(Exercise task):
Reproduce the biographical passage on Waite's museum career in full, word for word.

(Document excerpt):
----

In 1893-1905 Waite was assistant curator in charge of vertebrates at the Australian Museum, Sydney. In 1906 he was appointed curator of the Canterbury Museum, Christchurch, New Zealand. His many improvements included the introduction of exhibits and new display techniques, and the establishment (1907) and editing of the Records of the Canterbury Museum. Apart from his faunal work, the extensive studies he undertook of New Zealand and Antarctic fishes established him as a leading ichthyologist.
Waite frequently participated in major land and sea expeditions, among them Sir Douglas Mawson’s first subantarctic cruise in 1912. Early in 1914 he was appointed director of the South Australian Museum, a position he held until 1928. He established and edited the museum’s Records. After leading the museum’s expedition to Strzelecki and Cooper creeks (1916), he published the results in 1917 in the Transactions of the Royal Society, South Australia. In 1918 he made collecting trips to New Guinea, New Britain and New Ireland, and in 1926 inspected museums in the United States of America and Europe.
Waite published prolifically, mostly on vertebrate taxonomy, particularly fishes, reptiles and mammals: his important and well-known work on The Fishes of South Australia was published by the British Science Guild (Adelaide, 1923), as was The Reptiles and Amphibians of South Australia. A fellow (1890) of the Linnean Society and a corresponding member of the Zoological Society, London, he was senior vice-president of the Royal Society of South Australia and councillor of the South Australian Zoological and Acclimatization Society. He was also an editor of the South Australian handbooks committee of the British Science Guild, a member of the Flora and Fauna Board of South Australia and of the Linnean Society of New South Wales.

----

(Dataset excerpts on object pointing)
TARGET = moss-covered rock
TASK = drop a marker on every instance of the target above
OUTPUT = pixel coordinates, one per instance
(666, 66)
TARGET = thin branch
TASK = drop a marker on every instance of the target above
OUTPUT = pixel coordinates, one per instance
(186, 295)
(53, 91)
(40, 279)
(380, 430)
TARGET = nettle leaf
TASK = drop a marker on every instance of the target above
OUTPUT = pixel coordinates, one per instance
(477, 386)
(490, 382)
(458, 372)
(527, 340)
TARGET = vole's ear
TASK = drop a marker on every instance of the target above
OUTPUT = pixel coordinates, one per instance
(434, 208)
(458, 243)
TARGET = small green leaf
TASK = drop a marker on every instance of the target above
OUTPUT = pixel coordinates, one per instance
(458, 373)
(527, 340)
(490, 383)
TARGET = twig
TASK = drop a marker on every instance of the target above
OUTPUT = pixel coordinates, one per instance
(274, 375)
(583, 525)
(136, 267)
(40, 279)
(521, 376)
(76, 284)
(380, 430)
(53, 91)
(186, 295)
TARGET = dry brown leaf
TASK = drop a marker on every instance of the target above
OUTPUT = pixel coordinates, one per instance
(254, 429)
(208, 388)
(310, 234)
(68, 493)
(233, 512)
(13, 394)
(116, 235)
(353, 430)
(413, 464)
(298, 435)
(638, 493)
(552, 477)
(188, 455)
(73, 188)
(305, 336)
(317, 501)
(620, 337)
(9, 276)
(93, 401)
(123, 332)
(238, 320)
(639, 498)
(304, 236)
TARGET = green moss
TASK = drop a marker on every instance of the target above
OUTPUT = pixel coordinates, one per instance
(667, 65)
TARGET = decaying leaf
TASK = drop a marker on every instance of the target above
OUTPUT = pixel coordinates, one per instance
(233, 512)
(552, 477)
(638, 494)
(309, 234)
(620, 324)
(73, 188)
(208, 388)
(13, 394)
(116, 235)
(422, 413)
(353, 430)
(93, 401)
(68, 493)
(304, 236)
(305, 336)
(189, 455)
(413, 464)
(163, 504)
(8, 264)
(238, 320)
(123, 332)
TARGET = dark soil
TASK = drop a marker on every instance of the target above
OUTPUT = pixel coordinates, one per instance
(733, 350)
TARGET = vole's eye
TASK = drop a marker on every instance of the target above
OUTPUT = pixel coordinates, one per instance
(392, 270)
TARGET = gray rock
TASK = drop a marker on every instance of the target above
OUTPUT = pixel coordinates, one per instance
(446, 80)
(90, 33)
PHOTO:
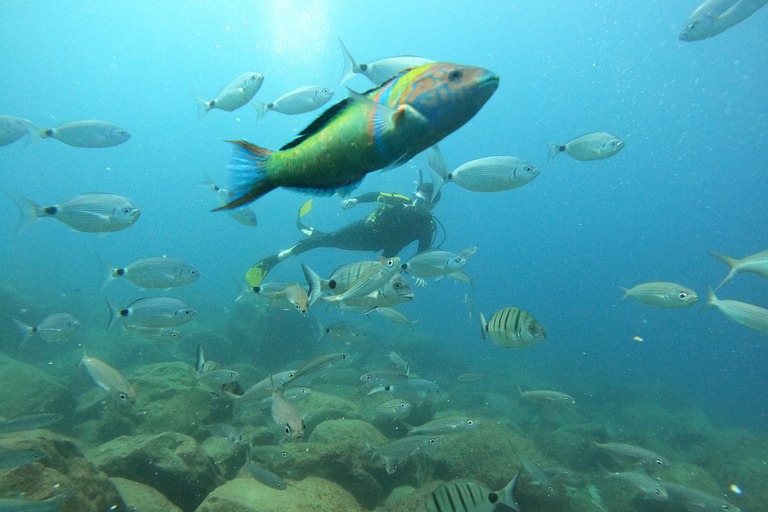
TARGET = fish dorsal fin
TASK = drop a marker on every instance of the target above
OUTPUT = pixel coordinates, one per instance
(316, 125)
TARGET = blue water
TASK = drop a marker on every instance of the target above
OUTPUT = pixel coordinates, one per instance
(694, 117)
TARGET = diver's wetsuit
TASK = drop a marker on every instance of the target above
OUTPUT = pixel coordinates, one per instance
(394, 224)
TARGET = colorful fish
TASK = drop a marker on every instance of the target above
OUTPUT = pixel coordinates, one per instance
(384, 127)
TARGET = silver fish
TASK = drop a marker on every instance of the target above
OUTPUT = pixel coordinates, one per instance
(493, 174)
(245, 216)
(159, 272)
(592, 146)
(716, 16)
(153, 312)
(393, 409)
(470, 496)
(88, 213)
(662, 294)
(546, 396)
(30, 422)
(286, 415)
(698, 500)
(756, 264)
(298, 101)
(398, 451)
(649, 487)
(634, 452)
(109, 379)
(55, 327)
(380, 71)
(13, 128)
(512, 328)
(442, 426)
(87, 134)
(744, 313)
(236, 94)
(266, 477)
(15, 458)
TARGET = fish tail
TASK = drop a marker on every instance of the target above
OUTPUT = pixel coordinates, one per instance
(248, 174)
(483, 326)
(350, 66)
(554, 150)
(626, 292)
(315, 282)
(202, 107)
(25, 331)
(731, 262)
(261, 109)
(30, 211)
(114, 314)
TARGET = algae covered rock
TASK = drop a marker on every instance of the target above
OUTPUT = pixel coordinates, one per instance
(143, 498)
(172, 463)
(311, 494)
(62, 470)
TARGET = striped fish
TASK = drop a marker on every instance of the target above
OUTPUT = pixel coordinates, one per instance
(383, 128)
(512, 328)
(469, 496)
(744, 313)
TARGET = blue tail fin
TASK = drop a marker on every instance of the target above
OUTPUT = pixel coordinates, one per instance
(248, 174)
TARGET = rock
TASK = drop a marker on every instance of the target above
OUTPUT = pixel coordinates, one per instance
(62, 470)
(143, 498)
(172, 463)
(311, 494)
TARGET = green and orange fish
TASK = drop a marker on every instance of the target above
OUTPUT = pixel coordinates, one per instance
(382, 128)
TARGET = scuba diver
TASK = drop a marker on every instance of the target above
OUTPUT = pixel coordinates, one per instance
(396, 221)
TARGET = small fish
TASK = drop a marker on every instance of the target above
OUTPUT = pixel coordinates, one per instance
(236, 94)
(30, 422)
(755, 264)
(109, 379)
(53, 328)
(493, 174)
(383, 128)
(393, 409)
(470, 377)
(10, 459)
(285, 414)
(716, 16)
(87, 134)
(245, 216)
(380, 71)
(225, 430)
(153, 333)
(634, 452)
(298, 101)
(443, 426)
(470, 305)
(269, 454)
(512, 328)
(546, 397)
(398, 451)
(662, 294)
(158, 312)
(266, 477)
(13, 128)
(471, 496)
(159, 272)
(88, 213)
(744, 313)
(697, 500)
(592, 146)
(395, 316)
(649, 487)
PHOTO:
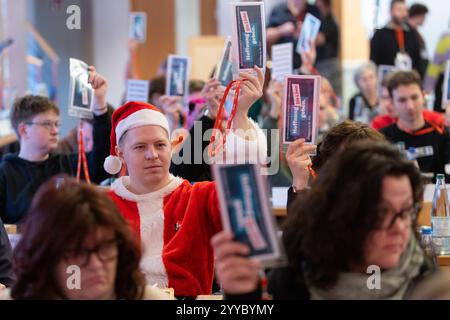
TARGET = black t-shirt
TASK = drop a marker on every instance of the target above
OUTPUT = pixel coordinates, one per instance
(432, 146)
(280, 15)
(330, 49)
(384, 47)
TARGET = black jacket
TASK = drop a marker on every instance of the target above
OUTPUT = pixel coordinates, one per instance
(384, 47)
(6, 273)
(440, 142)
(189, 169)
(20, 179)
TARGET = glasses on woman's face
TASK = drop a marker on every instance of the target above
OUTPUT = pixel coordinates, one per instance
(106, 251)
(388, 216)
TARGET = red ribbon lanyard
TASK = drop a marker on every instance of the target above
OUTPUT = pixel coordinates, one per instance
(82, 156)
(212, 151)
(400, 39)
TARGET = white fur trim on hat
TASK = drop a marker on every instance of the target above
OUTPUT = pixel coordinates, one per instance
(141, 118)
(112, 165)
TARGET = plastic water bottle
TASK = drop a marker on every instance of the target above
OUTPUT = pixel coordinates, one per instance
(427, 243)
(440, 217)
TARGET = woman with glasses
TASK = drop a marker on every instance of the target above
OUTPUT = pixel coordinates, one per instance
(351, 237)
(76, 245)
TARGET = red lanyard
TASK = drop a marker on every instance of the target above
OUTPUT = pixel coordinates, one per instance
(400, 39)
(212, 151)
(82, 156)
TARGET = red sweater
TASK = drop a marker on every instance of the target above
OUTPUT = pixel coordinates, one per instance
(191, 218)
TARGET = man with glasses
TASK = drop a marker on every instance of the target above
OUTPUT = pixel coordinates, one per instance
(36, 122)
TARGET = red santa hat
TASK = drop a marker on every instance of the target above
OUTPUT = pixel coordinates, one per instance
(131, 115)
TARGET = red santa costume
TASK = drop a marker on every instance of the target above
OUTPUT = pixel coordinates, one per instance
(174, 224)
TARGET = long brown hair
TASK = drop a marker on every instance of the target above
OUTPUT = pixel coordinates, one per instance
(62, 214)
(326, 232)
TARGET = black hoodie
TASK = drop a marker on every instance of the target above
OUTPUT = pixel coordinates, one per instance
(20, 179)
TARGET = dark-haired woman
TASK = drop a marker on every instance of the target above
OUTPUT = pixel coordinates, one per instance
(351, 237)
(76, 245)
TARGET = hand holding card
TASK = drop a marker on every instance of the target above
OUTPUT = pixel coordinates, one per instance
(245, 211)
(310, 30)
(251, 90)
(236, 273)
(446, 86)
(249, 35)
(81, 93)
(299, 161)
(100, 86)
(301, 108)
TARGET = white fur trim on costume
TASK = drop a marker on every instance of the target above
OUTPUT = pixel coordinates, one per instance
(112, 165)
(141, 118)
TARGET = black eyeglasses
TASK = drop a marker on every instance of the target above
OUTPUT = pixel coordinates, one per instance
(387, 216)
(105, 251)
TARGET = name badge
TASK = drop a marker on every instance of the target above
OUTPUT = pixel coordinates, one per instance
(403, 61)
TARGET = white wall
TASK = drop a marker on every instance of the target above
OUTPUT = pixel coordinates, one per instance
(223, 14)
(187, 23)
(436, 23)
(110, 44)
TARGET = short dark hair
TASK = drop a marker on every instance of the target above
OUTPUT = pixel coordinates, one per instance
(329, 225)
(29, 106)
(340, 136)
(403, 78)
(394, 2)
(417, 9)
(52, 227)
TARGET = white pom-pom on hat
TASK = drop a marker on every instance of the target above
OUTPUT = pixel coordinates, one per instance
(112, 165)
(131, 115)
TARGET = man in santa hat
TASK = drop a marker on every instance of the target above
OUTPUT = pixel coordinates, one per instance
(173, 219)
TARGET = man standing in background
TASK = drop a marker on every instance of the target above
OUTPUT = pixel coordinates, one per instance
(396, 44)
(328, 46)
(417, 14)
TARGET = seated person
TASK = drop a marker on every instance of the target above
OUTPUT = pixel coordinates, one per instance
(332, 244)
(363, 105)
(173, 219)
(35, 120)
(6, 273)
(387, 115)
(426, 142)
(339, 137)
(78, 247)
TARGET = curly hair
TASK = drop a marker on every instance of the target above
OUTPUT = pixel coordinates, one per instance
(330, 225)
(62, 214)
(341, 135)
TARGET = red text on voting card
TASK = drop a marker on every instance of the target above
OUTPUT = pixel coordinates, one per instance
(296, 95)
(246, 22)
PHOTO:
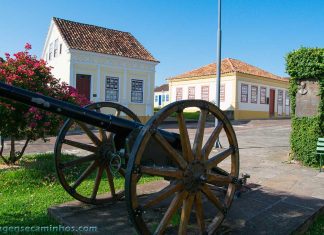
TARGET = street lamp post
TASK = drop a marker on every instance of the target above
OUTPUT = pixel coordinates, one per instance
(218, 70)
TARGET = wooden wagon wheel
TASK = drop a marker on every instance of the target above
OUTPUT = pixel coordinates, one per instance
(92, 156)
(200, 190)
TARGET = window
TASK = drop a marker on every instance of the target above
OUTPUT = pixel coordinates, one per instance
(244, 93)
(254, 94)
(263, 95)
(222, 93)
(287, 98)
(50, 52)
(112, 89)
(137, 91)
(280, 97)
(178, 93)
(55, 47)
(191, 93)
(205, 93)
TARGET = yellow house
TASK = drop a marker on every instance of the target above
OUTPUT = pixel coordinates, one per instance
(103, 64)
(246, 92)
(161, 96)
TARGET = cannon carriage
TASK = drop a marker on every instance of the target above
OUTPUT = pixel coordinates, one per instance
(199, 181)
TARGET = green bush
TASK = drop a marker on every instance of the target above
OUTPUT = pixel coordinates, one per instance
(306, 63)
(304, 134)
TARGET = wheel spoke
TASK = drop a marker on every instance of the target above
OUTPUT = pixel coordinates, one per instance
(211, 140)
(111, 181)
(122, 172)
(218, 180)
(211, 197)
(175, 204)
(83, 146)
(163, 194)
(212, 162)
(102, 135)
(80, 160)
(85, 174)
(89, 133)
(215, 223)
(117, 113)
(162, 171)
(184, 137)
(219, 171)
(199, 134)
(185, 214)
(175, 156)
(199, 212)
(97, 183)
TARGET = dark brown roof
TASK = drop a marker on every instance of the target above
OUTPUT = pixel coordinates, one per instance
(101, 40)
(229, 65)
(164, 87)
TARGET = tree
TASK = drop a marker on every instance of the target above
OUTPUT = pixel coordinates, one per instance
(22, 122)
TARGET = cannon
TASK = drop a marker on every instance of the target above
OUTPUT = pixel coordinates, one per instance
(198, 180)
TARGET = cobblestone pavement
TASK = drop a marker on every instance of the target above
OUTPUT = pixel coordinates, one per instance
(281, 196)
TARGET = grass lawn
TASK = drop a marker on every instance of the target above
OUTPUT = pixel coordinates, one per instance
(317, 228)
(27, 191)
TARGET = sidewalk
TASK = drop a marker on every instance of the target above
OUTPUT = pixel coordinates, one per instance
(283, 198)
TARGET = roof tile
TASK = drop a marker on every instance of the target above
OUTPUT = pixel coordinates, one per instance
(229, 65)
(164, 87)
(101, 40)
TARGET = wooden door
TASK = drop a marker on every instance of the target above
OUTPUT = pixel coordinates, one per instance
(83, 83)
(272, 102)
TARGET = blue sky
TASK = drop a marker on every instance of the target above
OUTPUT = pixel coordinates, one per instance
(181, 34)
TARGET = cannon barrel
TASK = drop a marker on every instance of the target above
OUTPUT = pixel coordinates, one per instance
(107, 122)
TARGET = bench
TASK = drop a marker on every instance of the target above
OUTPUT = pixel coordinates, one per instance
(320, 150)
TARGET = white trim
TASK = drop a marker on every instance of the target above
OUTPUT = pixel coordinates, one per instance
(99, 83)
(72, 80)
(130, 101)
(49, 32)
(112, 66)
(118, 99)
(91, 82)
(124, 99)
(89, 53)
(148, 107)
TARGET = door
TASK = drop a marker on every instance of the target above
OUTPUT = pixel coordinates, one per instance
(280, 102)
(272, 102)
(83, 84)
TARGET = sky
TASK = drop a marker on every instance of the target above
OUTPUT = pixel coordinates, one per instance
(181, 34)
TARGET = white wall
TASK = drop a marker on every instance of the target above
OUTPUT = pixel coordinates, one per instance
(260, 107)
(163, 102)
(60, 63)
(99, 66)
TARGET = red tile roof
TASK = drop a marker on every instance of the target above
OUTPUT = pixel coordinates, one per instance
(101, 40)
(229, 65)
(164, 87)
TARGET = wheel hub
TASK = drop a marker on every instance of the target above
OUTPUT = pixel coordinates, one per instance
(194, 176)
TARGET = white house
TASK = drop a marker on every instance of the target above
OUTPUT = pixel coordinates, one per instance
(246, 92)
(103, 64)
(161, 96)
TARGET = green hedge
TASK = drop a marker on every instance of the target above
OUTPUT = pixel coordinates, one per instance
(306, 63)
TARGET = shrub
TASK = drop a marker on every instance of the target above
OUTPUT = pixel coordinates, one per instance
(19, 121)
(306, 63)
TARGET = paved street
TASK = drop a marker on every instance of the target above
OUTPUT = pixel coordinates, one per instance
(280, 194)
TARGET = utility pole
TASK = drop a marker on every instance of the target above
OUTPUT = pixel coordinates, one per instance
(219, 43)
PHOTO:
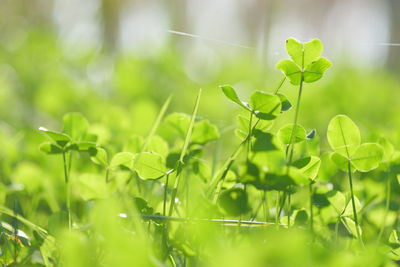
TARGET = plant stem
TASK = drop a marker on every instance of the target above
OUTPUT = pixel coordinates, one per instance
(180, 163)
(311, 211)
(280, 85)
(387, 204)
(218, 179)
(290, 147)
(107, 175)
(249, 139)
(277, 213)
(296, 117)
(337, 230)
(165, 195)
(354, 205)
(68, 200)
(289, 208)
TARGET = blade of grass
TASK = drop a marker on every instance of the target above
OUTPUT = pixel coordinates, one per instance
(180, 162)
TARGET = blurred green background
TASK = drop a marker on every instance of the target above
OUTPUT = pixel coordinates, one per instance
(117, 61)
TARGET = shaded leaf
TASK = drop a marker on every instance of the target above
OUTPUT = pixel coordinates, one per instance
(265, 106)
(149, 165)
(367, 157)
(288, 134)
(343, 135)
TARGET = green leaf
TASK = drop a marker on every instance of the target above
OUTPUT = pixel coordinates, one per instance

----

(Response to the exercise):
In 1893-1905 Waite was assistant curator in charge of vertebrates at the Australian Museum, Sydney. In 1906 he was appointed curator of the Canterbury Museum, Christchurch, New Zealand. His many improvements included the introduction of exhibits and new display techniques, and the establishment (1907) and editing of the Records of the Canterbury Museum. Apart from his faunal work, the extensive studies he undertook of New Zealand and Antarctic fishes established him as a leading ichthyologist.
Waite frequently participated in major land and sea expeditions, among them Sir Douglas Mawson’s first subantarctic cruise in 1912. Early in 1914 he was appointed director of the South Australian Museum, a position he held until 1928. He established and edited the museum’s Records. After leading the museum’s expedition to Strzelecki and Cooper creeks (1916), he published the results in 1917 in the Transactions of the Royal Society, South Australia. In 1918 he made collecting trips to New Guinea, New Britain and New Ireland, and in 1926 inspected museums in the United States of America and Europe.
Waite published prolifically, mostly on vertebrate taxonomy, particularly fishes, reptiles and mammals: his important and well-known work on The Fishes of South Australia was published by the British Science Guild (Adelaide, 1923), as was The Reptiles and Amphibians of South Australia. A fellow (1890) of the Linnean Society and a corresponding member of the Zoological Society, London, he was senior vice-president of the Royal Society of South Australia and councillor of the South Australian Zoological and Acclimatization Society. He was also an editor of the South Australian handbooks committee of the British Science Guild, a member of the Flora and Fauna Board of South Australia and of the Linnean Society of New South Wales.